--- Start of Selected extract ---
I also have these mixed feelings about this decision. I would prefer to go for the second solution (copy the needed code) but if we are talking about of copying dozens of classes then it makes more sense to add the dependency.

PS: just for curiosity, does Guava have something similar to offer?

On 09/11/2015 11:18, Sebastien wrote:
Hi Martijn,

About the deserialization issue, I suppose you make reference to this:
http://news.softpedia.com/news/the-vulnerability-that-will-rock-the-entire-java-world-495840.shtml

I agree on your entire point of view: adding a dependency is bad, having
our own copied-classes is also bad. So is the dilemma, and I have no better
idea than Emond...

Just a concern: having our own copy has side effects in addition to the
fact we should maintain it. For instance with another case, the JSONObject
has been taken from json.org. It is boring me because I cannot use/transmit
it to the business tier, whereas having used org.json.JSONObject would have
been simpler to manage...
--- End of Selected extract ---
- What this exercise asks:
1) Find every line in the records that contains the string "cloud" and copy each of those lines.
2) Write the next part of the email about copying classes versus adding a dependency, picking up after its last sentence.
The email text above and the records that follow are separate material.
--- Start of Record extracts ---
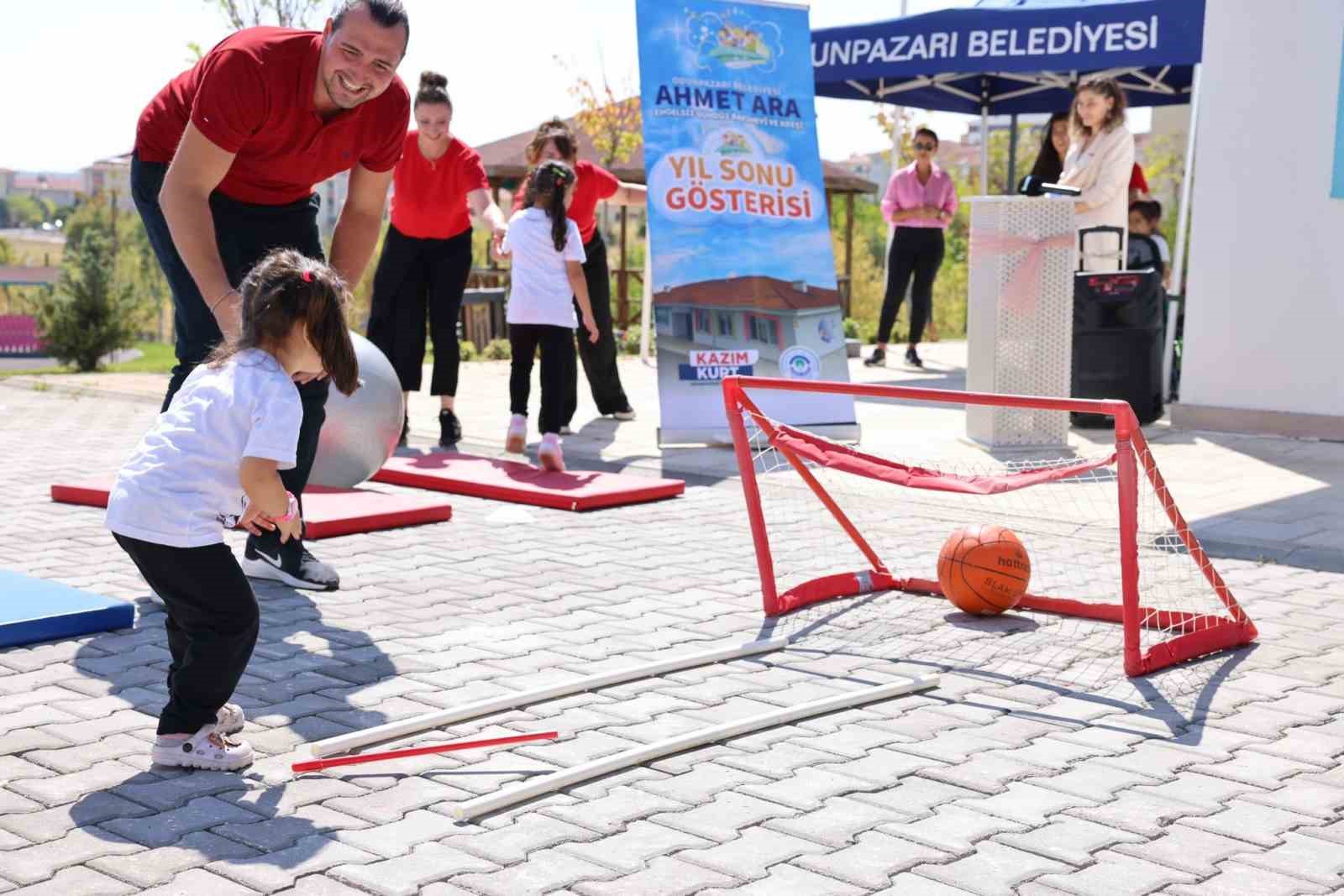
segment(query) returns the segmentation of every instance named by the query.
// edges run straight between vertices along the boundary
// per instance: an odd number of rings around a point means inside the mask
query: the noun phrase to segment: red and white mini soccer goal
[[[918,455],[903,457],[909,438],[870,433],[867,443],[841,445],[761,410],[817,392],[1103,414],[1116,438],[1094,457],[999,461],[950,438],[933,445],[929,434]],[[1255,638],[1125,402],[758,377],[727,377],[723,395],[766,615],[882,591],[941,595],[943,540],[964,525],[997,524],[1031,556],[1017,607],[970,618],[943,600],[883,595],[909,603],[878,622],[888,647],[953,665],[1047,666],[1078,681],[1095,677],[1079,674],[1091,664],[1141,676]],[[831,613],[828,625],[845,613]],[[872,614],[857,623],[872,625]]]

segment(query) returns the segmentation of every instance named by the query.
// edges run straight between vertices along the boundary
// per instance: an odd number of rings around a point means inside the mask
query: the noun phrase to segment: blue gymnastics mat
[[[0,570],[0,647],[129,629],[136,607],[58,582]]]

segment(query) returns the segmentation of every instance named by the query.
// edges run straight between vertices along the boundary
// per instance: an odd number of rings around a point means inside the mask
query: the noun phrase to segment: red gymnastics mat
[[[556,510],[597,510],[685,492],[681,480],[581,470],[550,473],[531,463],[446,451],[394,455],[374,474],[374,481]]]
[[[51,486],[51,500],[62,504],[108,506],[112,477]],[[328,489],[312,485],[304,492],[304,525],[308,539],[332,539],[356,532],[398,529],[403,525],[442,523],[453,508],[433,494],[383,492],[380,489]]]

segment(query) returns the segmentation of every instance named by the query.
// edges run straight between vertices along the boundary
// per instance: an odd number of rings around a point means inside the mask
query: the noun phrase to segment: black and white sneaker
[[[453,447],[462,441],[462,424],[457,419],[457,414],[450,410],[441,408],[438,412],[438,443],[442,447]]]
[[[336,570],[309,553],[301,539],[281,544],[276,532],[247,536],[242,567],[249,578],[284,582],[292,588],[335,591],[340,587]]]

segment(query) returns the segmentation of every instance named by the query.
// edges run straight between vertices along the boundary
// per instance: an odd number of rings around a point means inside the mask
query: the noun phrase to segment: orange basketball
[[[1011,529],[968,525],[938,552],[938,584],[958,609],[988,617],[1012,610],[1027,594],[1031,557]]]

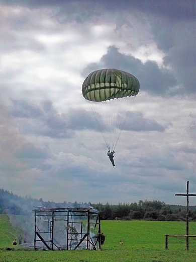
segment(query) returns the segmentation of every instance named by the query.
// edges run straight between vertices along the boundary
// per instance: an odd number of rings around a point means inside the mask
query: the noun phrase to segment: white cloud
[[[136,2],[131,9],[124,1],[117,9],[104,2],[86,9],[83,1],[83,7],[67,2],[66,9],[58,1],[1,6],[5,189],[46,201],[114,204],[184,204],[174,194],[187,180],[196,189],[192,16],[188,21],[172,3],[173,19],[161,4],[153,10]],[[115,167],[81,92],[88,73],[102,67],[137,74],[141,84]]]

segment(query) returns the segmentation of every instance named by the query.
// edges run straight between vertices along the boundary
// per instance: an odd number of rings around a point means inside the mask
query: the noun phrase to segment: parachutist
[[[114,154],[115,153],[115,152],[114,152],[114,150],[113,149],[113,150],[111,152],[110,150],[109,150],[108,151],[108,157],[110,159],[110,160],[112,162],[112,165],[113,166],[115,166],[115,163],[114,163]]]

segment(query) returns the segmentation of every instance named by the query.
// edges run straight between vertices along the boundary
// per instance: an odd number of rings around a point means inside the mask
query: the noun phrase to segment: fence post
[[[165,235],[165,249],[167,249],[168,248],[168,235]]]

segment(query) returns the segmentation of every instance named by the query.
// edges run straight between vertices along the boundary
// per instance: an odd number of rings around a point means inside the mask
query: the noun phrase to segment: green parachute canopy
[[[139,88],[139,81],[131,74],[117,69],[102,69],[88,76],[82,92],[87,100],[101,102],[136,96]]]
[[[116,147],[139,88],[133,75],[114,69],[93,72],[83,83],[83,96],[109,150]]]

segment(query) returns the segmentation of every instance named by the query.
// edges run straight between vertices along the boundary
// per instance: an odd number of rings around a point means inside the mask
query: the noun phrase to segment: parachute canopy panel
[[[87,77],[82,92],[86,100],[101,102],[136,96],[139,88],[138,80],[130,73],[117,69],[102,69]]]

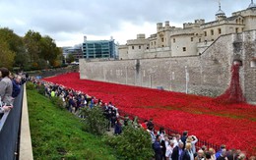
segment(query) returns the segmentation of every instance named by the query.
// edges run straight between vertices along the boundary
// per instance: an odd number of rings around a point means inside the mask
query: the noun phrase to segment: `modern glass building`
[[[116,58],[114,39],[111,40],[85,40],[83,55],[86,59]]]

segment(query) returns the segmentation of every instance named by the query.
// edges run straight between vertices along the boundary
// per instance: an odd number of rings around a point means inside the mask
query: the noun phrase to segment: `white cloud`
[[[246,9],[250,0],[223,0],[222,9]],[[1,0],[0,27],[24,35],[29,29],[55,39],[57,45],[75,45],[88,39],[109,39],[119,43],[138,33],[156,33],[157,23],[171,26],[215,19],[217,0]]]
--- End of Record extracts ---
- Expected answers:
1)
query: the noun phrase to segment: white cloud
query: the noun phrase to segment: `white cloud`

2)
So I am mixed between having (and maintaining) less code and having a
dependency. But actually, apache commons are very convenient, widely used
and almost a standard; so I would prefer this option short before "taking
only what we need" one....

My 2 cents :)
Sebastien.











On Mon, Nov 9, 2015 at 10:34 AM, Martijn Dashorst <
[email protected]> wrote:

One of the problems we ran into while fixing 6021 was the ability to
use a Linked[Hash]Map. The default JDK version doesn't have any public
or protected API to give us the previous and next entries. We need
those to retrieve the next element when removing a child from a markup
container.

Unfortunately the JDK collections don't have any extensibility that
would allow us to graft those missing methods upon the existing
collections.

Commons Collections provides a LinkedMap class that does give us those
methods. Unfortunately this forces us to add a core dependency, or we
should copy the specific code into our project.

Adding a dependency is bad because it adds more stuff to track--not
just for us, but for our users as well--, provides additional
headaches (as you may have noticed, there's an deserialization issue
with commons-collections).

Moving the code from com-col to Wicket is also bad, as we take on the
maintenance burden, the code in question takes about 30-ish classes to
copy, and we duplicate code that is available from elsewhere
(duplication is bad mkay)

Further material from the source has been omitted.